# [Problem to solve]
Return every record exactly as written.

# Provided records start

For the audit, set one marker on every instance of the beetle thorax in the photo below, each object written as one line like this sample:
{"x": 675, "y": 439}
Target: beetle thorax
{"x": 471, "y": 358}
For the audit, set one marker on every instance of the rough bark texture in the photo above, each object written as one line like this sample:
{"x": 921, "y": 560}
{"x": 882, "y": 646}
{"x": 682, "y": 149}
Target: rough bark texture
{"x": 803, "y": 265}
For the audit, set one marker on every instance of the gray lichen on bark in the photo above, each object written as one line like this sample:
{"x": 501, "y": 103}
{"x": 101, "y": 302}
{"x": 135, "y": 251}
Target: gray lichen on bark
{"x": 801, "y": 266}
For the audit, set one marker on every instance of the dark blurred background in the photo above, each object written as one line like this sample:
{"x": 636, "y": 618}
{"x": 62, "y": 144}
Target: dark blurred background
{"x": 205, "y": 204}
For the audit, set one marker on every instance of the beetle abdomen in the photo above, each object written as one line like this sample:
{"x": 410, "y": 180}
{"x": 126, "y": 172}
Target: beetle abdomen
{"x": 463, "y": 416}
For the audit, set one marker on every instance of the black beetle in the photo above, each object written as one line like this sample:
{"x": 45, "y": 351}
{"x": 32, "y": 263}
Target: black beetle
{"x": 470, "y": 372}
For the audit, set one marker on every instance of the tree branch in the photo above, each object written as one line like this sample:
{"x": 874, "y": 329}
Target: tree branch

# Provided records end

# [Answer to this exercise]
For the audit, set one marker on every instance of the beetle thorax in the photo below, each object written as one line like this sample:
{"x": 675, "y": 439}
Target: beetle thorax
{"x": 471, "y": 358}
For the audit, set one marker on every instance of the rough bark texture in the photo above, each object written as one line like this sample:
{"x": 921, "y": 560}
{"x": 882, "y": 646}
{"x": 682, "y": 149}
Target: rough bark texture
{"x": 803, "y": 265}
For the audit, set one marker on every instance of the gray lichen on bark in the photo above, each object written as one line like this sample:
{"x": 501, "y": 103}
{"x": 101, "y": 302}
{"x": 135, "y": 251}
Target: gray lichen on bark
{"x": 801, "y": 266}
For the audit, set one marker on every instance of the dark blurred background in the photo above, each object written as one line like this sample:
{"x": 636, "y": 618}
{"x": 62, "y": 144}
Target: dark blurred background
{"x": 205, "y": 204}
For the audit, set one marker on every instance of the beetle abdomen in the photo above, each object written as one line like this sample:
{"x": 410, "y": 180}
{"x": 126, "y": 172}
Target: beetle abdomen
{"x": 463, "y": 416}
For the audit, set one marker on every instance of the black beetle in the photo above, each object written as one line like this sample:
{"x": 45, "y": 351}
{"x": 32, "y": 263}
Target: black beetle
{"x": 470, "y": 372}
For the audit, set one marker on every instance of the tree branch in the photo above, each object written as one line like this sample:
{"x": 874, "y": 329}
Target: tree branch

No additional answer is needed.